> Trecho fornecido:
━━━━━━━━

O contexto de pandemia exigiu uma agenda urgente por parte da Frente Nacional em Defesa do SUAS, de um conjunto de Entidades e Movimentos Sociais identitários e territorializados, dos Fóruns de Trabalhadores e Usuários do SUAS, dos Colegiados Nacional de Gestores/as Municipais e Estaduais de Assistência Social, de gestores e profissionais da Assistência Social do Consócio do Nordeste, Frentes Parlamentares e dos Conselhos de Assistência Social. Tais organizações, lideram a resistência no campo da institucionalidade do SUAS. Ao mesmo tempo, se integram em coalizões nacionais e internacionais pela Revogação da EC 95/15, em defesa da radicalização da democracia, do enfrentamento das desigualdades, por cidades e territórios mais protegidos, participativos e humanos. Processo que precisa ser pontecializado e disseminado em sociedade, para a retomada da construção coletiva da proteção social brasileira, a partir de um projeto societário efetivamente democrático.

 

Considerações finais

As agendas e ações em defesa do SUAS, diante do golpe e da crise sanitária, econômica e social, visam a consolidação da institucionalidade construída de modo participativo, assim como a construção de avanços. É preciso retomar o pleno funcionamento das instâncias do sistema, o restabelecimento de suas bases estruturantes (comando único, repasse automático e regular fundo a fundo; pactuações e expansão qualificada; instâncias em pleno funcionamento; serviços tipificados, regulações); a manutenção de serviços e expansões que enfrentem desproteções, violações e desigualdade. Evidentemente, que tais defesas estão inscritas nas lutas mais gerais por direitos e democracia no Brasil, por uma Seguridade Social universal e pública, por sistemas estatais, pela revogação de reformas e medidas que reduzem direitos e políticas sociais.

━━━━━━━━

[Entradas do conjunto de dados]
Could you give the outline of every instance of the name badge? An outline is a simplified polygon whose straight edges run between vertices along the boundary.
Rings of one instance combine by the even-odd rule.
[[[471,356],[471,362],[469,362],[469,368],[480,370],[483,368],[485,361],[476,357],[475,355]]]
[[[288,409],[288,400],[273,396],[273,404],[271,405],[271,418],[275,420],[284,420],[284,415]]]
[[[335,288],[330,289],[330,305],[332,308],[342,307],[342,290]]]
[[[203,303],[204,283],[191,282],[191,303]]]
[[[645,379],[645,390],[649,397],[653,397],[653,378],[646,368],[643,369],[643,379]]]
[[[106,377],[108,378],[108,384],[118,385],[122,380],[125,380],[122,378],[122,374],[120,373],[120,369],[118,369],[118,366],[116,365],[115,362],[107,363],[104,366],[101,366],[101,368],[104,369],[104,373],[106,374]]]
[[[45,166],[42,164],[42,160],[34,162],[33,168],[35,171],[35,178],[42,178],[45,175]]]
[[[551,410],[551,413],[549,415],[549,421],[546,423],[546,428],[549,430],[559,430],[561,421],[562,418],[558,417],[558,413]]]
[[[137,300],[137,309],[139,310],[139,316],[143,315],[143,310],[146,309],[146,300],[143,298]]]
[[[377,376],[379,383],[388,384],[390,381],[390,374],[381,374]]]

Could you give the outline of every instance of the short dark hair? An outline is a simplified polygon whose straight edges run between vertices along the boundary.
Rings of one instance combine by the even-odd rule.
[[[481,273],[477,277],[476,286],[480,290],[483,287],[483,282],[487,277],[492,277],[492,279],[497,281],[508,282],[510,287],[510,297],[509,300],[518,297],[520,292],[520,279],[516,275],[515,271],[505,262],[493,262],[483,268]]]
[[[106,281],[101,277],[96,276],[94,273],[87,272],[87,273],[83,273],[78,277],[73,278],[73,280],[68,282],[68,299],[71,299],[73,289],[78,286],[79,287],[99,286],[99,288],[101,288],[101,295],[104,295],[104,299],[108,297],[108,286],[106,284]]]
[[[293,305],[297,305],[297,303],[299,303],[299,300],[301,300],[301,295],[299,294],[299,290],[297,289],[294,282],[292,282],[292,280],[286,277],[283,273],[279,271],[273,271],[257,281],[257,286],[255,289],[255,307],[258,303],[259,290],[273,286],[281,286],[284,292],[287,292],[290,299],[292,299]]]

━━━━━━━━

> Usando as informações:
[a] Reproduza o trecho do texto sobre a defesa do SUAS, começando em "Considerações finais" e seguindo até "e políticas sociais.".
[b] No texto sobre a defesa do SUAS, pela revogação de qual emenda constitucional as organizações se integram em coalizões nacionais e internacionais?
[c] Dê continuidade ao texto sobre a defesa do SUAS a partir do ponto em que ele termina.
O material não tem relação com o texto.

> Respostas do exercício:
[a]
Considerações finais

As agendas e ações em defesa do SUAS, diante do golpe e da crise sanitária, econômica e social, visam a consolidação da institucionalidade construída de modo participativo, assim como a construção de avanços. É preciso retomar o pleno funcionamento das instâncias do sistema, o restabelecimento de suas bases estruturantes (comando único, repasse automático e regular fundo a fundo; pactuações e expansão qualificada; instâncias em pleno funcionamento; serviços tipificados, regulações); a manutenção de serviços e expansões que enfrentem desproteções, violações e desigualdade. Evidentemente, que tais defesas estão inscritas nas lutas mais gerais por direitos e democracia no Brasil, por uma Seguridade Social universal e pública, por sistemas estatais, pela revogação de reformas e medidas que reduzem direitos e políticas sociais.

[b] Pela revogação da EC 95/15.

[c]
A crise e o contexto de pandemia, confirmam a necessidade histórica de um sistema de proteção social, com capacidade de prover serviços e benefícios, proteção e cuidado, de modo integralizado; prevenir e reverter violações; identificar potencialidades territoriais e promover impactos que reduzam desigualdades e violências; garantir uma governança com pactuações, fundo público e arranjos institucionais, transformadores e descolonizadores de territórios e cidades.

A organização política do SUAS expressa a força social que pode ser potencializada, na coalizão de agendas de entidades, organizações e movimentos sociais. Trata-se de uma agenda produzida no campo democrático e popular, com sujeitos coletivos e de direitos, com reafirmação da institucionalidade do SUAS, mas com o alargamento de novas lutas sociais, no enfrentamento das desigualdades e violações, e em defesa dos direitos, da democracia, de um Sistema de Proteção Social que tenha como horizonte uma sociedade humanamente livre e socialmente igualitária.

 


[1] Professora aposentada da Universidade Estadual de Londrina, Mestra em Serviço Social (PUCSP). Ex Ministra de Desenvolvimento Social e Combate à Fome do Governo Lula. Consultora Internacional do Sistema ONU, compõem o Comitê Técnico da Assistência Social do Consórcio Nordeste e a Frente Nacional em Defesa do SUAS. Compõe a atual gestão do CRESSPR.

[2] Pesquisadora da FAPESq-PB/CNPq. Mestre e Doutora pela PUC/SP. Professora aposentada da Universidade Estadual de Londrina. Ex Secretária Nacional de Assistência Social.

[3] Doutora em Serviço Social (PUCSP), Mestra em Sociologia (UFPR), professora do Curso de Serviço Social e do Mestrado em Direitos Humanos e Políticas Públicas da PUCPR, Coordena a Área Estratégica e o Núcleo de Direitos Humanos da PUCPR. É professora colaboradora no Doutorado de Humanidades na Universidade Católica de Moçambique. Compõe a atual gestão do CRESSPR e a Frente Nacional em Defesa do SUAS.

[4] O Benefício de Prestação Continuada (BPC) da Lei Orgânica da Assistência Social (LOAS) é um benefício socioassistencial de um salário mínimo mensal à pessoa com mais de 65 anos  e à pessoa com deficiência, cuja renda per capita familiar é inferior a 1/4 do salário-mínimo.